Supplied records –
------------------------------------------------------------------------

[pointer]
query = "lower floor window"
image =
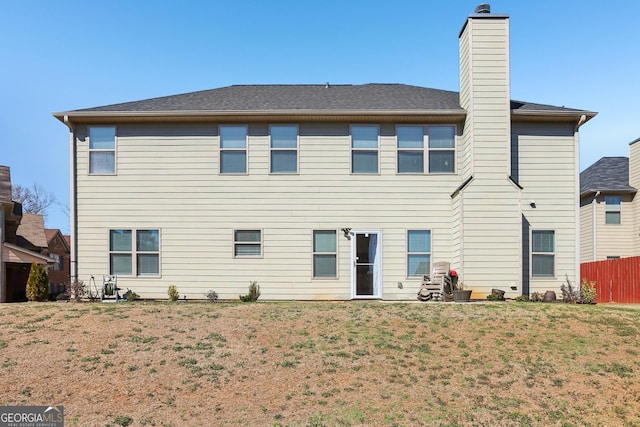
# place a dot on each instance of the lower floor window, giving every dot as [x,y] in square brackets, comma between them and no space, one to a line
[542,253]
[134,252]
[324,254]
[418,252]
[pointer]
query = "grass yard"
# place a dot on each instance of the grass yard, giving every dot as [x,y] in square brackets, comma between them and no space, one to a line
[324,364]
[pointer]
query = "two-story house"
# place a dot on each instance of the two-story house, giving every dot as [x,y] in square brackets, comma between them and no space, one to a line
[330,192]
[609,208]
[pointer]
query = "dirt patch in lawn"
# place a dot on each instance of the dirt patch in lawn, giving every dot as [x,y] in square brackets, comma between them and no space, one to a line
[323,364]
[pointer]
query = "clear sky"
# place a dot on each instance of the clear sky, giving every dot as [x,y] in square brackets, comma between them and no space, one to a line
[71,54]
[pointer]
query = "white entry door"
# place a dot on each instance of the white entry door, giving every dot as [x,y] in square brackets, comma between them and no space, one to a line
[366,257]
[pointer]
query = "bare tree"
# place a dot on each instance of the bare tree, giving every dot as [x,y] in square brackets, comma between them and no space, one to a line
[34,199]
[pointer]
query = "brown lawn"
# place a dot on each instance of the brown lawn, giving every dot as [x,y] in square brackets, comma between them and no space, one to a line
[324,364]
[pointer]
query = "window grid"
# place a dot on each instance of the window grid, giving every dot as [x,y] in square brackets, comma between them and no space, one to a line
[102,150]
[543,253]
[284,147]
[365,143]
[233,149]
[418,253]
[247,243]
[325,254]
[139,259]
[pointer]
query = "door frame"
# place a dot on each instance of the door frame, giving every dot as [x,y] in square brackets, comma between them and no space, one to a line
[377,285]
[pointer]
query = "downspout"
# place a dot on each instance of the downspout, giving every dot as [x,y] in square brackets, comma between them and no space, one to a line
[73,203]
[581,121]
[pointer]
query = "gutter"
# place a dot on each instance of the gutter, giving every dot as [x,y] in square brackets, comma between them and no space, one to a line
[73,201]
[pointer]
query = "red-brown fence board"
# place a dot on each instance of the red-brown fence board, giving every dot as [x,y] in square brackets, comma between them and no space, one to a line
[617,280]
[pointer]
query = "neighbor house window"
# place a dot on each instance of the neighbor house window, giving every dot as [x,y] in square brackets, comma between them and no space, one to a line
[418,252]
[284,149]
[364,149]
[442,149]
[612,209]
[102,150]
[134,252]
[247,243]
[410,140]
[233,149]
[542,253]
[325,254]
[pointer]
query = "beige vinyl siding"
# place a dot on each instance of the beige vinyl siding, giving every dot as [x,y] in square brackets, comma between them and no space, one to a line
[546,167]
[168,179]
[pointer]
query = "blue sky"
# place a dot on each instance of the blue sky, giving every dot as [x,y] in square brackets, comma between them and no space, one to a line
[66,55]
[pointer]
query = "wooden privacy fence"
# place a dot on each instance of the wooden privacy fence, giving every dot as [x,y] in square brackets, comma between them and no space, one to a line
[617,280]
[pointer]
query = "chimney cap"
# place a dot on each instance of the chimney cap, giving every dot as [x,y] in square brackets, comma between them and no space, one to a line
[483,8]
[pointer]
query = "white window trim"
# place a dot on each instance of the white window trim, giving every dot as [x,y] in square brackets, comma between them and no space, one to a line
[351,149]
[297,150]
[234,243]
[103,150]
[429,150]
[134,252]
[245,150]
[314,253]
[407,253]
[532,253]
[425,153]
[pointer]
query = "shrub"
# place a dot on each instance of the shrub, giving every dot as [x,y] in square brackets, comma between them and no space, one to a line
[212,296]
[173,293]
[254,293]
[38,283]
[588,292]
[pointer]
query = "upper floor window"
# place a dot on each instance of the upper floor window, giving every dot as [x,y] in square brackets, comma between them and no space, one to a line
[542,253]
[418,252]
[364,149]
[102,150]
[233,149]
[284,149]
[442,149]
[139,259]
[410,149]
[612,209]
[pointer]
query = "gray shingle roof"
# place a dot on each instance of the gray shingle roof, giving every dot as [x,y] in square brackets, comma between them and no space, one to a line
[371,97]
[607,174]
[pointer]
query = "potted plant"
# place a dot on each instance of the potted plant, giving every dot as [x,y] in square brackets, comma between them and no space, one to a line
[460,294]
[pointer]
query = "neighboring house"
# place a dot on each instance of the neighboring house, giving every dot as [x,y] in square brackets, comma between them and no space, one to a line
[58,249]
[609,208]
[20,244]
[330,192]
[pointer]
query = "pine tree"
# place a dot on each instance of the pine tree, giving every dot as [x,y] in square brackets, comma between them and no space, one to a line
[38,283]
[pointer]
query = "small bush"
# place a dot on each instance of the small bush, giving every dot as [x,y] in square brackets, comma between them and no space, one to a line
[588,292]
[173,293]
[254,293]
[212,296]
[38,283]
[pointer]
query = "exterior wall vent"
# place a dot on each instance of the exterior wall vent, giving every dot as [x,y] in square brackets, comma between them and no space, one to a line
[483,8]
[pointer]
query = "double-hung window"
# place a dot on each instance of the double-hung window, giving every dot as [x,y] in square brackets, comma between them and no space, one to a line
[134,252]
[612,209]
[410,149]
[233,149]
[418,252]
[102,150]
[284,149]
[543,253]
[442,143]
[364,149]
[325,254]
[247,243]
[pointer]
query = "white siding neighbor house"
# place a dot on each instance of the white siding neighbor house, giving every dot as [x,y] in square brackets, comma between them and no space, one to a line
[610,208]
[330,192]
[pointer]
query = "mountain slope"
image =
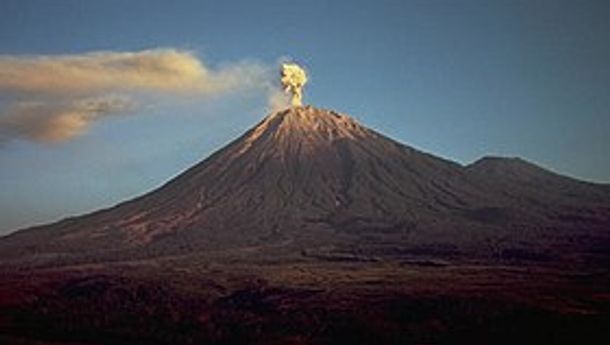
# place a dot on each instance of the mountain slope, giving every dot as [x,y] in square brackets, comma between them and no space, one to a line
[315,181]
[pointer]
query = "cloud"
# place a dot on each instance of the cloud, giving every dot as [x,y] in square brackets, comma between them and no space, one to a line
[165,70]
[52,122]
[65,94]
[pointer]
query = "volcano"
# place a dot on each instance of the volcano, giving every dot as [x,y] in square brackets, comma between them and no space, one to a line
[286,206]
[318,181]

------------------------------------------------------------------------

Objective –
Are you able to set down all the lines above exactly, without any pictures?

Solution to this task –
[pointer]
query = "lower floor window"
image =
# place a dot on each instance of the lower floor window, giving every dot as [x,y] in square brackets, comma between them and no space, one to a line
[542,253]
[134,252]
[324,254]
[418,252]
[pointer]
query = "grass yard"
# place a dot on each instance of the grass yard, giving every dot as [x,y] in square brackets, comma between them and no space, one to a line
[324,364]
[pointer]
query = "two-story house"
# place a dot on each instance of the two-story house, giving every dot as [x,y] in square brackets, comma between them and no space, one to a line
[330,192]
[609,208]
[pointer]
query = "dirt patch in lawn"
# place a dot on each instance of the dirt patch in lawn, giving every dot as [x,y] in square brackets, comma between them and no space, one to a line
[323,364]
[pointer]
query = "clear sky"
# place a dot on each instance of the clear sky, giving every dot as [x,y] in square brackets, comma between them and no space, one to a line
[71,54]
[pointer]
query = "white entry door"
# place a dot on each instance of the white entry door, giving every dot as [x,y] in square brackets, comma between them and no space, one to a line
[366,257]
[pointer]
query = "bare tree"
# place a dot on each instance of the bare tree, giving every dot as [x,y] in square brackets, comma between them and no space, one to a line
[34,199]
[pointer]
query = "brown lawn"
# place a dot on each instance of the brown lawn, giving every dot as [x,y] in square brackets, comma between them and no space, one to a line
[324,364]
[pointer]
query = "window grid"
# place a dot on each instance of the window grid, giving every dot as [x,y] in square brackets, comma between them and no space, one to a line
[102,150]
[543,253]
[284,147]
[365,143]
[233,149]
[418,253]
[247,243]
[325,254]
[139,259]
[pointer]
query = "door frame"
# place a dot on each instance of the door frame, giving every dot as [x,y] in square brackets, comma between them and no space, one to a line
[377,285]
[pointer]
query = "downspout"
# place a dot on each instance of the downspout, giving every dot as [x,y] in square brackets, comma between them and no space, one to a line
[73,203]
[581,121]
[pointer]
query = "gutter"
# place a dot on each instance of the gutter, giving every dot as [x,y] in square brackets, comma between them and no space, one to a line
[73,201]
[pointer]
query = "red-brown fence board"
# place a dot on each instance of the red-brown fence board, giving every dot as [x,y] in square brackets, comma between them and no space, one to a line
[617,280]
[pointer]
query = "neighbor house window"
# place a dot on each instance of the neighbor house window, giving every dot as [x,y] in square brackets, comma between them and no space, one to a line
[418,252]
[284,149]
[364,149]
[442,149]
[612,209]
[102,150]
[134,252]
[247,243]
[410,140]
[233,149]
[542,253]
[325,254]
[pointer]
query = "beige vinyl siding"
# place a dot on each instance of the beige vinyl siding, giving every dot as [x,y] in square brackets, comma between them and no space, one to a line
[546,167]
[168,179]
[pointer]
query = "blue sky"
# place a dot on each instance of the blue sky, giving every dot as [x,y] in square brackets, comma between them and no space, one to a line
[66,55]
[pointer]
query = "wooden privacy fence"
# place a dot on each instance of the wooden privacy fence, giving every dot as [x,y] in square brackets, comma between them and no space, one to a line
[617,280]
[pointer]
query = "chimney cap"
# place a dot on each instance of the chimney cap, giving every dot as [x,y] in square brackets, comma between them and no space, one to a line
[483,8]
[pointer]
query = "white window trim"
# place a dot on each instance of the white window trim, giving every dot as [x,y] in square brackets, comma between them and no space, one to a line
[351,149]
[297,150]
[234,243]
[103,150]
[429,150]
[134,252]
[245,150]
[314,253]
[407,253]
[532,253]
[425,153]
[pointer]
query = "shrub"
# place a dot on each instance of the shrub, giving every dot as [x,y] in square brackets, comma between them and no space, one to a line
[212,296]
[173,293]
[254,293]
[38,283]
[588,292]
[pointer]
query = "upper floor window"
# place a dot on each instance of the upper floor window, giving every dot as [x,y] in square brackets, comma between them and no space, one to a line
[542,253]
[418,252]
[364,149]
[102,150]
[233,149]
[284,149]
[442,149]
[139,259]
[410,149]
[612,209]
[pointer]
query = "gray shingle roof"
# place a dot on each instance of the gray shingle roof, giving every dot as [x,y] in square brackets, comma between them and no space, one to a line
[371,97]
[607,174]
[pointer]
query = "potted plant"
# place a dot on each instance of the potted plant, giving every dot as [x,y] in square brackets, comma between them and no space, one to a line
[460,294]
[pointer]
query = "neighboring house"
# place a dot on each instance of the neighboring house, giving every dot as [x,y] in square brackets, comma between them and no space, one to a line
[58,249]
[609,208]
[20,244]
[330,192]
[pointer]
query = "pine tree"
# place a dot on each instance of the pine tree, giving every dot as [x,y] in square brackets, comma between them and no space, one to a line
[38,283]
[pointer]
query = "small bush"
# place a dot on each instance of the small bush, giving every dot as [x,y] in square brackets, comma between them and no space, one to a line
[588,292]
[173,293]
[254,293]
[212,296]
[38,283]
[pointer]
query = "exterior wall vent"
# place a dot on each instance of the exterior wall vent, giving every dot as [x,y] in square brackets, comma between them and no space, one to a line
[483,8]
[pointer]
query = "double-hung window"
# place a dot on each instance of the double-hung window, giving every dot as [x,y] in square brackets, comma between them and no space, one to a line
[134,252]
[612,209]
[410,149]
[233,149]
[418,252]
[102,150]
[284,149]
[543,253]
[442,143]
[364,149]
[325,254]
[247,243]
[pointer]
query = "white siding neighbor house"
# place a dot on each instance of the white siding neighbor house, giving every dot as [x,y] in square brackets, comma between them and no space, one to a line
[610,208]
[330,192]
[pointer]
query = "mountain slope"
image =
# place a dot on each instance of the mountain slope, giving every dot as [x,y] in square brackets, comma between them and no space, one to a line
[315,181]
[pointer]
query = "cloud"
# place a dot on each instance of the cloud, giving every dot as [x,y] in square brackets, comma between them and no space, one to a line
[165,70]
[52,122]
[65,94]
[pointer]
query = "volcano"
# place a dot on each instance of the volcano, giving every dot as [x,y] in square brackets, comma between them and no space, one to a line
[286,206]
[318,181]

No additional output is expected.